* **Exercise instructions**
Rewrite the records from the start through the line with "pixel 43 21", replacing "blue armchair" with "gray armchair" and keeping everything else the same. Give only those lines.

* **Material for this task**
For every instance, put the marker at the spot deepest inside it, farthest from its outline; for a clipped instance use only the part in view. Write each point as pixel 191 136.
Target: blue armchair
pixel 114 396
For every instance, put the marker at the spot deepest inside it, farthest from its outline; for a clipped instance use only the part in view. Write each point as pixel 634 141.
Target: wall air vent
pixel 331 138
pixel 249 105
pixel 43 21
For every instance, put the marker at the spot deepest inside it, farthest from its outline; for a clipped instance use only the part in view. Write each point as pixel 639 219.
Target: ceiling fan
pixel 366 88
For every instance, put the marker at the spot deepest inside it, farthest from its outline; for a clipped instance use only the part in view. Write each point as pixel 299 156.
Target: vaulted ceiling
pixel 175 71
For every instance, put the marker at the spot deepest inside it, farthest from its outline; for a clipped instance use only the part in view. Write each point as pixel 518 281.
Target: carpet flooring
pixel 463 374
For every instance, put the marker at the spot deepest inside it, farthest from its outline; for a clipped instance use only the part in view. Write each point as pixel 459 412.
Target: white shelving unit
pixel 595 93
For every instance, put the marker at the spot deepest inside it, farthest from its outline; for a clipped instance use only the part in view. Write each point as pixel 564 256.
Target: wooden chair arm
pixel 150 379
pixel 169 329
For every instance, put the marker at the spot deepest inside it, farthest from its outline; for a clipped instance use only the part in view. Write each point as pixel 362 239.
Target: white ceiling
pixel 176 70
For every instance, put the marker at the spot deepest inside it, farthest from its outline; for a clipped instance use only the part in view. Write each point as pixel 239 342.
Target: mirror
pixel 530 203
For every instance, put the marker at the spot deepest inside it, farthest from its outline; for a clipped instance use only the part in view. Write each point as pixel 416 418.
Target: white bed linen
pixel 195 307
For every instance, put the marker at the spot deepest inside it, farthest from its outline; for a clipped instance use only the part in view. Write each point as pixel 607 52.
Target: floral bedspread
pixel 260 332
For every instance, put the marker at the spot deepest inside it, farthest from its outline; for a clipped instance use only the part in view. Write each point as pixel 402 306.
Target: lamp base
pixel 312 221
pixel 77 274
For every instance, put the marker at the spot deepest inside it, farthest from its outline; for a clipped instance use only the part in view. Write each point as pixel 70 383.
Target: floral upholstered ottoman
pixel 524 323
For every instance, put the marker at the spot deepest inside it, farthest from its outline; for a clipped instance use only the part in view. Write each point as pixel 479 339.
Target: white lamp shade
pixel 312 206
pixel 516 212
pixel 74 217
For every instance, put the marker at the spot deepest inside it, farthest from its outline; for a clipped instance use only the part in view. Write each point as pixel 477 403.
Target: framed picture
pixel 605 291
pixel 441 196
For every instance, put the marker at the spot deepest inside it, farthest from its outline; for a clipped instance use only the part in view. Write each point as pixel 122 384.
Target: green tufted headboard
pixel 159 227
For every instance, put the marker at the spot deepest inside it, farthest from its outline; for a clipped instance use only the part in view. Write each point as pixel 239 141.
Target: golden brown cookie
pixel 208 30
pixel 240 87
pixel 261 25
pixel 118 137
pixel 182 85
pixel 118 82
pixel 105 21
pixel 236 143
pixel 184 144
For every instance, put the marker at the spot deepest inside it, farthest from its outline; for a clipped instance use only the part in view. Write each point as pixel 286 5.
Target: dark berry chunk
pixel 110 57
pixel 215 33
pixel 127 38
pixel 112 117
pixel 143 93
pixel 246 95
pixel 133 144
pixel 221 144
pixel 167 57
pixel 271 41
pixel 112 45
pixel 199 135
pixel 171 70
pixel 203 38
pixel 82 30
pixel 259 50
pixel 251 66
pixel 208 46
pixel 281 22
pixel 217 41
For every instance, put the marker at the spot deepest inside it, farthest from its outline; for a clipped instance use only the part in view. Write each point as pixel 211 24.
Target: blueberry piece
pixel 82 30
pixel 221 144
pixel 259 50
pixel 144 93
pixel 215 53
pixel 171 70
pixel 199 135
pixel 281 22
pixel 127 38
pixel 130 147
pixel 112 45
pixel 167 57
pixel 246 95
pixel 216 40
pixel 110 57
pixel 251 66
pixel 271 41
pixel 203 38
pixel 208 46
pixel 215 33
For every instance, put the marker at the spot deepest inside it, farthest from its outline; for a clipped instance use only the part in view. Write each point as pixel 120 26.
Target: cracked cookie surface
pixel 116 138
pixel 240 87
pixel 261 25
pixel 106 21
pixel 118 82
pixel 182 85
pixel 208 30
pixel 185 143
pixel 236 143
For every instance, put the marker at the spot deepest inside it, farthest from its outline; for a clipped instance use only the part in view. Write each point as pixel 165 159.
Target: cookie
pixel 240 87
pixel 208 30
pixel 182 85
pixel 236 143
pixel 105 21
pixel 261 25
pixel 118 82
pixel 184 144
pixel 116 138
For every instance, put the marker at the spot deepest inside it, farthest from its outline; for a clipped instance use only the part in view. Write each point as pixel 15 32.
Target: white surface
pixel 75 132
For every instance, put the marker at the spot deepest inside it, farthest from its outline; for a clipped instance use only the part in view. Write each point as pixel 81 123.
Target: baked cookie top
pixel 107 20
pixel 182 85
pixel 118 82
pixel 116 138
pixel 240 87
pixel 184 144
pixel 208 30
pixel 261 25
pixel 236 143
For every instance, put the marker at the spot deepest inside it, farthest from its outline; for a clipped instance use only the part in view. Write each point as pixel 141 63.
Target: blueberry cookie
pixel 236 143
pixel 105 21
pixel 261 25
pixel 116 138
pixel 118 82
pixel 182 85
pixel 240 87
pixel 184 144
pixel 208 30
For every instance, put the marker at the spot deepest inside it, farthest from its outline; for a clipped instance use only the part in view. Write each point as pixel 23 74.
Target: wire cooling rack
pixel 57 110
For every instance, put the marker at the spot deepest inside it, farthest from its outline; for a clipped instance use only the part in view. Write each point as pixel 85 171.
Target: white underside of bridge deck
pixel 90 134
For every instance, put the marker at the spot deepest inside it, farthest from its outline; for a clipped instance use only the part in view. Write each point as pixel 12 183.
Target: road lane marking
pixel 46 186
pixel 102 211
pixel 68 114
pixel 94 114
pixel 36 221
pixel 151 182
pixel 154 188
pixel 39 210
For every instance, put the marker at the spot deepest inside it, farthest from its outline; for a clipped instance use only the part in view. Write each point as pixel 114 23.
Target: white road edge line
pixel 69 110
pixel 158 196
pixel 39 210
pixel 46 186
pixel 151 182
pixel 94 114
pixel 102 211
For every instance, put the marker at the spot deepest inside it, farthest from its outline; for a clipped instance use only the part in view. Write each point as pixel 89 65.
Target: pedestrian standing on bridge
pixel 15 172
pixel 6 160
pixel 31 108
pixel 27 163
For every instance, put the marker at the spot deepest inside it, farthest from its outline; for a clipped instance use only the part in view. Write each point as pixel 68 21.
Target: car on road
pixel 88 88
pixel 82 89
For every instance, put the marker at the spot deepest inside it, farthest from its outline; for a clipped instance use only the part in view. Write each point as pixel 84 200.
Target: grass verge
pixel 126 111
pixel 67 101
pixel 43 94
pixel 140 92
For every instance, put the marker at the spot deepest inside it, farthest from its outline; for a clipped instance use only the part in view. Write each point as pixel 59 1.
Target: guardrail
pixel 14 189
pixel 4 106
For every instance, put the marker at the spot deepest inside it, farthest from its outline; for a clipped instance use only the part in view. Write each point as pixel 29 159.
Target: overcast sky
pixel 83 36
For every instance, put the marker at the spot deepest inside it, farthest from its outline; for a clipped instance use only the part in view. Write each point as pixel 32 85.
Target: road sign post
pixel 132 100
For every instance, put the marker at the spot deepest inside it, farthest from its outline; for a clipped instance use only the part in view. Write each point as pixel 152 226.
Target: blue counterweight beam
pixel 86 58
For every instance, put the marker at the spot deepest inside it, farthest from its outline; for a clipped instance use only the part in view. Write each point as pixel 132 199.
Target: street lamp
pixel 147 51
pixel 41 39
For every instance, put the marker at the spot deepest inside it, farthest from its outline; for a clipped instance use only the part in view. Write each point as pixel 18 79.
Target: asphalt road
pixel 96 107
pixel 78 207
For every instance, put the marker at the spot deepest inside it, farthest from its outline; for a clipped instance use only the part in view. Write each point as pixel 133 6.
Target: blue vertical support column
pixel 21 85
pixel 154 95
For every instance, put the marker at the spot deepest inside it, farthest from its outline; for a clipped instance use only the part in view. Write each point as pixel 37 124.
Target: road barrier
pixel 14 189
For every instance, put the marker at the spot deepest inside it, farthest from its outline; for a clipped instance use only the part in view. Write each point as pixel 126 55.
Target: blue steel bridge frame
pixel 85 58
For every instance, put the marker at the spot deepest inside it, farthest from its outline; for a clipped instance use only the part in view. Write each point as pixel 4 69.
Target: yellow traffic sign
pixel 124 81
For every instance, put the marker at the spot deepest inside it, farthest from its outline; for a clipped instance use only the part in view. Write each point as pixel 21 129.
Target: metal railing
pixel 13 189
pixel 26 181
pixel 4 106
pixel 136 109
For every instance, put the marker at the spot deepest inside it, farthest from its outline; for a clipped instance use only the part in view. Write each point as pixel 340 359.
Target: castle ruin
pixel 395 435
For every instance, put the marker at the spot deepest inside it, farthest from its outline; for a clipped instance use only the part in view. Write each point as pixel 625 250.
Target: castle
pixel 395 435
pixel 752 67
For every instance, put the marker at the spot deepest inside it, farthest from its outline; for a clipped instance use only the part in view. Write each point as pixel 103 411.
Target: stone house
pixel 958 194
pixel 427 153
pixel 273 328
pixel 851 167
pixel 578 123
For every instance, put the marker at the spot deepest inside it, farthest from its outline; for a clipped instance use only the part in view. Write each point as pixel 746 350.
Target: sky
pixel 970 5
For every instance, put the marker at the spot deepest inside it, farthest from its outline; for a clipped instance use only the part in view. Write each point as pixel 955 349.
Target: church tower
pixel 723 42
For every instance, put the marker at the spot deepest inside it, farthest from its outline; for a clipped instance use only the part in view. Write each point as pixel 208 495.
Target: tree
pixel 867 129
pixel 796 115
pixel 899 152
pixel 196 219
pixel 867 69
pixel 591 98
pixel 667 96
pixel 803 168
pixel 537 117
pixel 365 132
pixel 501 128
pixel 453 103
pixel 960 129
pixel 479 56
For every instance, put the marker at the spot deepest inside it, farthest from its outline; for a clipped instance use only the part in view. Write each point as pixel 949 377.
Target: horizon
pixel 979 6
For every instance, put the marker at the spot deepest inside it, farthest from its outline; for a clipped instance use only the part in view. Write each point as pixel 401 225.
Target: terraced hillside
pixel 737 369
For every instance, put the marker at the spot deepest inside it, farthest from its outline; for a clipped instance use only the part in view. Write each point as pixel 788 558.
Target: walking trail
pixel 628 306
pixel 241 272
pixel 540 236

* **Complete answer**
For every instance, put the marker at the spot deepest inside it, farthest from its outline; for a clipped instance use only the part in view. Write each point as pixel 191 136.
Target: gray armchair
pixel 114 396
For every instance, put the marker at the spot deepest inside it, farthest from its outline; for a clipped instance use only the part in view. Write each point as pixel 634 141.
Target: wall air vent
pixel 331 138
pixel 249 105
pixel 43 21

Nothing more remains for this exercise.